==== TASK MATERIAL ====
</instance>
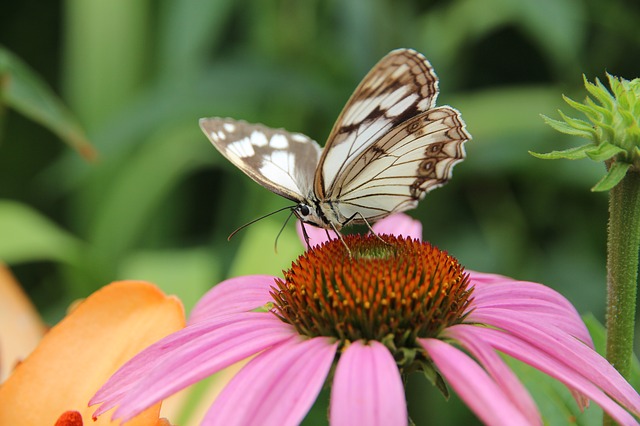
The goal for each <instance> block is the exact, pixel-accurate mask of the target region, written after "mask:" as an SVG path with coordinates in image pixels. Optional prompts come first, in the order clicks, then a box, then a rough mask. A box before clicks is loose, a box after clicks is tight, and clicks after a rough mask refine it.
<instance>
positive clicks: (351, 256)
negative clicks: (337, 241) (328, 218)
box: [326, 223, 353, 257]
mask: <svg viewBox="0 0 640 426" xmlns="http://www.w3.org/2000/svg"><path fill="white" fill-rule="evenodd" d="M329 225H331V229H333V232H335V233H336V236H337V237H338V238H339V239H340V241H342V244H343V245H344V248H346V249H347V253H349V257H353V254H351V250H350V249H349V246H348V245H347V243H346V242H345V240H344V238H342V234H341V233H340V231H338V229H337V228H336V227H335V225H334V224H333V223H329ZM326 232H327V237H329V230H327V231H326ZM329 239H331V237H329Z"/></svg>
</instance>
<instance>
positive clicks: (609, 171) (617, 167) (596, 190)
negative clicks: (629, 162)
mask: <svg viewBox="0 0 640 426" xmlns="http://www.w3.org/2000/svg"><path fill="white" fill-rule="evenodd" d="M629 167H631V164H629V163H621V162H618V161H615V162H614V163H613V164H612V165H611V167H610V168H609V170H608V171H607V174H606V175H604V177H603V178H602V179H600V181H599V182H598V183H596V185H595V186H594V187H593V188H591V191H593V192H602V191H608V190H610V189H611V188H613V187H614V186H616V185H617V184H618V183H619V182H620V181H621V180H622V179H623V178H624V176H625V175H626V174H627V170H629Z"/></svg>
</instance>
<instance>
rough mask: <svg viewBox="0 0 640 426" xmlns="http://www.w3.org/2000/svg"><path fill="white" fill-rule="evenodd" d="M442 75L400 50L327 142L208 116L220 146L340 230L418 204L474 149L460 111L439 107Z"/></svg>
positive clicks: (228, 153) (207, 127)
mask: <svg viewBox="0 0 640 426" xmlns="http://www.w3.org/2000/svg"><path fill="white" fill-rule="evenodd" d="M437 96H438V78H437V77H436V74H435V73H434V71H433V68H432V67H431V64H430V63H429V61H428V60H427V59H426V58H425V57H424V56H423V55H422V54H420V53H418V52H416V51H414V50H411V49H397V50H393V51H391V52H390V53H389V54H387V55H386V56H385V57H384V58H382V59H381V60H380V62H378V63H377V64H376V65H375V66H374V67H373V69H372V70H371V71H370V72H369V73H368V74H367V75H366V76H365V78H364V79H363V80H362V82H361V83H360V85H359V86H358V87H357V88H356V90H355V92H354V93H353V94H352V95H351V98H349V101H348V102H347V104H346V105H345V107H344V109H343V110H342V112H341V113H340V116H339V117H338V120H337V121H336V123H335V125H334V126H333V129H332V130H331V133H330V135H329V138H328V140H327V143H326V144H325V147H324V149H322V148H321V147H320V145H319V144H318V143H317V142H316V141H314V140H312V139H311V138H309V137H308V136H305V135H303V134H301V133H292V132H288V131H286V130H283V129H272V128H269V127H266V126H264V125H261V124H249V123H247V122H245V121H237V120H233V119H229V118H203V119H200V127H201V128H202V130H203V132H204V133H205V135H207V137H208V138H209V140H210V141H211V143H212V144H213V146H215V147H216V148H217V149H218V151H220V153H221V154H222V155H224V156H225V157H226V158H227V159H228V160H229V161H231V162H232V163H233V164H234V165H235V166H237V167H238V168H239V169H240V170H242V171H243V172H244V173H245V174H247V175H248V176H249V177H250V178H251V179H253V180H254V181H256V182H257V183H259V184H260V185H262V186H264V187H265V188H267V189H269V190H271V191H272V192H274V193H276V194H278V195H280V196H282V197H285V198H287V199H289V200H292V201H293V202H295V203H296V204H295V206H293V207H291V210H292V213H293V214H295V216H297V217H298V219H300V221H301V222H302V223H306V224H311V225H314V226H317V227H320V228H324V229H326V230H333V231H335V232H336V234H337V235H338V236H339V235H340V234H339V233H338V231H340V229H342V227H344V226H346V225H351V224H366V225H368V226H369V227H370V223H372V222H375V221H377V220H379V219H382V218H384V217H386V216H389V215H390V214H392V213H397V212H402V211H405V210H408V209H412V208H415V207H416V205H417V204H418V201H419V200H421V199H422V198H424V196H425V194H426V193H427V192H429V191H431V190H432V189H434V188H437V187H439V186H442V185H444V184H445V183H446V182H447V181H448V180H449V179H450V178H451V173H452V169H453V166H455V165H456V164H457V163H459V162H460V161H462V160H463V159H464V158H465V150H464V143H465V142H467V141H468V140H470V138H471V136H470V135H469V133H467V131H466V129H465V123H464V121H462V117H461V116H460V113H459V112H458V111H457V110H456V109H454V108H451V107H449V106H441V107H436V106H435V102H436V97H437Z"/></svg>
====
| YOUR OBJECTIVE |
Output all of the data word for word, excluding any pictures.

| RESPONSE |
</instance>
The goal for each <instance> block is the exact, pixel-accurate mask of the target region, written after "mask:" as an SVG path with coordinates in image pixels. Optional prompts come first, in the order clicks, then a box, then a rough mask. A box before clicks is loose, a box after clicks is tight, and clicks after a rough mask refine it.
<instance>
positive clicks: (351, 256)
negative clicks: (337, 241) (328, 218)
box: [326, 223, 353, 257]
mask: <svg viewBox="0 0 640 426" xmlns="http://www.w3.org/2000/svg"><path fill="white" fill-rule="evenodd" d="M329 225H331V229H333V232H335V233H336V236H337V237H338V238H339V239H340V241H342V244H343V245H344V248H346V249H347V253H349V257H353V254H351V250H350V249H349V246H348V245H347V243H346V242H345V240H344V238H342V234H341V233H340V231H338V229H337V228H336V227H335V225H334V224H333V223H329ZM326 232H327V237H329V230H327V231H326ZM329 239H331V237H329Z"/></svg>
</instance>
<instance>
positive clicks: (609, 171) (617, 167) (596, 190)
negative clicks: (629, 162)
mask: <svg viewBox="0 0 640 426" xmlns="http://www.w3.org/2000/svg"><path fill="white" fill-rule="evenodd" d="M629 167H631V164H629V163H621V162H618V161H615V162H614V163H613V164H612V165H611V167H610V168H609V170H608V171H607V174H606V175H604V177H603V178H602V179H600V181H599V182H598V183H596V185H595V186H594V187H593V188H591V191H593V192H602V191H608V190H610V189H611V188H613V187H614V186H616V185H617V184H618V183H619V182H620V181H621V180H622V179H623V178H624V176H625V175H626V174H627V170H629Z"/></svg>
</instance>
<instance>
rough mask: <svg viewBox="0 0 640 426" xmlns="http://www.w3.org/2000/svg"><path fill="white" fill-rule="evenodd" d="M442 75L400 50L327 142L208 116L220 146L340 230L418 204L474 149L460 111L439 107Z"/></svg>
positive clicks: (228, 153) (207, 127)
mask: <svg viewBox="0 0 640 426" xmlns="http://www.w3.org/2000/svg"><path fill="white" fill-rule="evenodd" d="M437 96H438V78H437V77H436V74H435V73H434V71H433V68H432V67H431V64H430V63H429V61H428V60H427V59H426V58H425V57H424V56H423V55H422V54H420V53H418V52H416V51H414V50H411V49H397V50H393V51H391V52H390V53H389V54H387V55H386V56H385V57H384V58H382V59H381V60H380V62H378V63H377V64H376V65H375V66H374V67H373V69H372V70H371V71H370V72H369V73H368V74H367V75H366V76H365V78H364V79H363V80H362V82H361V83H360V85H359V86H358V87H357V88H356V90H355V92H354V93H353V94H352V95H351V98H349V101H348V102H347V104H346V105H345V107H344V109H343V110H342V112H341V113H340V116H339V117H338V120H337V121H336V123H335V125H334V126H333V129H332V130H331V133H330V135H329V138H328V140H327V143H326V144H325V147H324V149H322V148H321V147H320V145H319V144H318V143H317V142H316V141H314V140H312V139H311V138H309V137H308V136H305V135H303V134H301V133H292V132H288V131H286V130H283V129H272V128H269V127H266V126H264V125H261V124H249V123H247V122H245V121H237V120H233V119H229V118H203V119H200V127H201V128H202V130H203V132H204V133H205V135H207V137H208V138H209V140H210V141H211V143H212V144H213V146H215V147H216V148H217V149H218V151H220V153H221V154H222V155H224V156H225V157H226V158H227V159H228V160H229V161H231V162H232V163H233V164H234V165H235V166H237V167H238V168H239V169H240V170H242V171H243V172H244V173H245V174H247V175H248V176H249V177H250V178H251V179H253V180H254V181H256V182H257V183H259V184H260V185H262V186H264V187H265V188H267V189H269V190H271V191H272V192H274V193H276V194H278V195H280V196H282V197H285V198H287V199H289V200H292V201H293V202H295V203H296V204H295V206H293V207H291V210H292V213H293V214H295V216H297V217H298V219H300V221H301V222H302V223H306V224H311V225H314V226H317V227H320V228H324V229H326V230H333V231H335V232H336V234H337V235H338V236H339V235H340V234H339V233H338V231H340V229H342V227H344V226H346V225H351V224H366V225H368V226H369V227H370V223H372V222H375V221H377V220H379V219H382V218H384V217H386V216H389V215H390V214H392V213H397V212H402V211H405V210H408V209H412V208H415V207H416V205H417V204H418V201H419V200H421V199H422V198H424V196H425V194H426V193H427V192H429V191H431V190H432V189H434V188H437V187H439V186H442V185H444V184H445V183H446V182H447V181H448V180H449V179H450V178H451V173H452V169H453V166H455V165H456V164H457V163H459V162H460V161H462V160H463V159H464V158H465V150H464V143H465V142H467V141H468V140H470V138H471V136H470V135H469V133H467V131H466V129H465V123H464V121H462V117H461V116H460V113H459V112H458V111H457V110H456V109H454V108H451V107H449V106H441V107H436V106H435V102H436V97H437Z"/></svg>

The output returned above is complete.